What to do:
**a.** According to the forum thread, which strength of the Wood Elves do many tournaments remove?
**b.** Write out the forum thread again, everything from "I love both" down to "an effective army.", switching "balanced" to "even".

Text shown:
↓
# WE or WoC?



## Wiccus (Jun 2, 2008)

I am planning on finishing up either my WE army or my WoC after I get a few last things for my Daemons. I have a last edition Hordes of Chaos army and am looking to update them seeing as the new models are freaking awesome and Chaos is just so very metal! But also, I for a long time have had around 1000pts of WE that I havent expanded because I am at a loss as to the theme and paint scheme I am going to go with for them. 

I love both armies pretty much equally for various reasons. My main goal right now is to become a better player and I want to start an army that will really make me think about every phase in depth and build my skill for future armies.

The new WoC book seems like it made chaos a lot more balanced and interesting and bears a bit more thinking than the Hordes of Chaos book. They seem like they could be really fun and they have a lot of options for an effective army.

WE are like the most fragile army in the game but the most maneuverable army in the game. I know with these guys I have to be much more selective with my combats and movement phase than with WoC. WoC can wade out into the open with relative safety because of their toughness and armor whereas WE have neither toughness nor armor.

Anywho which army do you guys think will make me a better fantasy player?


----------



## neilbatte (Jan 2, 2008)

Wood Elf armies are far more tactical than Chaos and take a lot of skill to be an exceptional WE general that being said Chaos armies have their own tactics albeit slightly more straight forward and brutish than wood elves and both armies are totally different to your deamons.
Really it depends on what you want to paint and play.


----------



## Creon (Mar 5, 2009)

I play both armies, and agree WE are more difficult to be excellent with, and are an army which will make you think very hard about trade offs and Force Balance. In that arena, they will make you be a better warhammer general. They also suffer a lot of weakness in magic, so you cannot make up for poor generalship with strong magic, nor poor strategy with defensive magic as much. 

Given that, WoC are an army that is difficult to build out properly, but it is an easier and more clear army to fight with. It is a Hammer and Tongs army, not a dance and dodge army. I agree that the final decision should be what you more want to paint. 

Another issue is many Tournaments remove one of the strengths of the Wood Elves, their free woods placement. If you are planning a tournament army, that needs to be a factor.


----------



## Blue Liger (Apr 25, 2008)

Why do tourney's remove the free wood placement?


----------



## Creon (Mar 5, 2009)

Blue Liger said:


> Why do tourney's remove the free wood placement?
↑
[Records]
↓
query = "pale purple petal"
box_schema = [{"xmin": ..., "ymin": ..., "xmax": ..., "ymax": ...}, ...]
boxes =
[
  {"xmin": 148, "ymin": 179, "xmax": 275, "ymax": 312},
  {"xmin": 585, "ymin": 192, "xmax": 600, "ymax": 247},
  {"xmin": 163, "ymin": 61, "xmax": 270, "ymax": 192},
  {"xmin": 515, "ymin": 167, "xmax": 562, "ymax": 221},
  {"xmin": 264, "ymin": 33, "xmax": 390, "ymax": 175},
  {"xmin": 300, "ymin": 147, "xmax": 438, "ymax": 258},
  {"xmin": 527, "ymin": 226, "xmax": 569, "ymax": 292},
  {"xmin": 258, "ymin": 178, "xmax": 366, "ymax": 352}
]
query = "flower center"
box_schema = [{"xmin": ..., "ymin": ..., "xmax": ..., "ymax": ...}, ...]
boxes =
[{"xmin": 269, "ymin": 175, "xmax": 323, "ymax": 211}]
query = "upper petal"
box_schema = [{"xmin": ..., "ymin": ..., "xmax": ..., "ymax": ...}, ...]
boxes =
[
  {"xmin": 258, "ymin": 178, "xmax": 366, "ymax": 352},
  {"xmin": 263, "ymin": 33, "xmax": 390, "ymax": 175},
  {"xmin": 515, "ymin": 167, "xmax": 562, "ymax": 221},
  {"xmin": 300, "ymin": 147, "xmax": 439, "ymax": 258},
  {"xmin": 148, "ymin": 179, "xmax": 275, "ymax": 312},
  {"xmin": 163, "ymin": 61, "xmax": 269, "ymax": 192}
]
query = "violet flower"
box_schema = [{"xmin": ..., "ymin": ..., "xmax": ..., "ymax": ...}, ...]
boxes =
↑
Final results:
**a.** Their free woods placement.

**b.**
I love both armies pretty much equally for various reasons. My main goal right now is to become a better player and I want to start an army that will really make me think about every phase in depth and build my skill for future armies.

The new WoC book seems like it made chaos a lot more even and interesting and bears a bit more thinking than the Hordes of Chaos book. They seem like they could be really fun and they have a lot of options for an effective army.